* TRECHO *
Marco Aurélio Barroso: A Globo e a ONU

O Globo e a ONU com seus tratados e convenções

Por Marco Aurélio Barroso, especial para o Cafezinho

Machado de Assis, nosso maior escritor, com sua pena leve e macia, pontuava: O maior pecado depois do pecado é a publicação do pecado.

Vamos a ele. No mês de maio, sentenciando sobre demanda dos patronos do Presidente Lula, a ONU não dava provimento ao pedido de liberdade para Lula.

Com essa resposta negativa, O Globo aproveitou o fato, e em página principal, deu seu destaque costumeiro. O título era:

Comitê da ONU rejeita recursos da defesa contra prisão de Lula

No corpo da notícia, lia-se:

Uma vez mais, fica claro que ‘narrativas’ e discursos falaciosos podem ter apelo no mundo das paixões. O mundo dos fatos pede outro tipo de abordagem. A versão da ‘perseguição política’ pode mobilizar militantes, mas não órgãos sérios e apartidários.

Caso estivesse mesmo diante de um flagrante episódio de violação de direitos humanos, o órgão não hesitaria em atuar rápida e pontualmente para mudar a situação, dando ao menos conforto moral ao injustiçado. Não foi o que ocorreu.

* TAREFAS PROPOSTAS *
1. Reescreva em forma de lista, de maneira mais breve, o parágrafo do artigo sobre O Globo e a ONU que começa com "Uma vez mais, fica claro", mantendo suas ideias principais.
2. Retome o artigo sobre O Globo e a ONU e dê continuidade ao texto a partir da frase "Não foi o que ocorreu."

* DADOS ARMAZENADOS *
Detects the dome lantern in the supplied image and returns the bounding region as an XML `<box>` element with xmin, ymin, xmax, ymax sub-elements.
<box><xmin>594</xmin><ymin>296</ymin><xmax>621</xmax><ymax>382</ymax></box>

* RESPOSTAS DAS TAREFAS *
1.
- Narrativas e discursos falaciosos podem atrair no mundo das paixões.
- O mundo dos fatos exige outra abordagem.
- A versão de "perseguição política" mobiliza militantes, mas não órgãos sérios e apartidários.

2.
Alvíssaras à ONU! Colocou o PT e Lula em suas devidas circunstâncias. Em sua história, O Globo, por ser nossa eterna guerra fria, sempre precisou de um inimigo. Seus editoriais sempre reclamavam e reclamam, requereram e requerem fatos dessa natureza para, seguindo sua filosofia quase secular, poder florir e desenvolver-se.

Mas, como sempre acontece, o tempo, esse tirano, não para.

Vai daí que, há poucos dias, essa mesma ONU, tão elogiada acima, com essa mesma Sarah Cleveland, sentencia que Lula pode e deve ser candidato com todas as prerrogativas de seus concorrentes. Pronto, isso foi o suficiente para O Globo, vermelho de raiva, fulo da vida, informar que o que fora, não é mais. E tasca um “fake news” na ONU. Mas, O Globo sempre foi assim. Sua cláusula pétrea número 1 reza: nada está acima dos nossos interesses. Este é mais um caso.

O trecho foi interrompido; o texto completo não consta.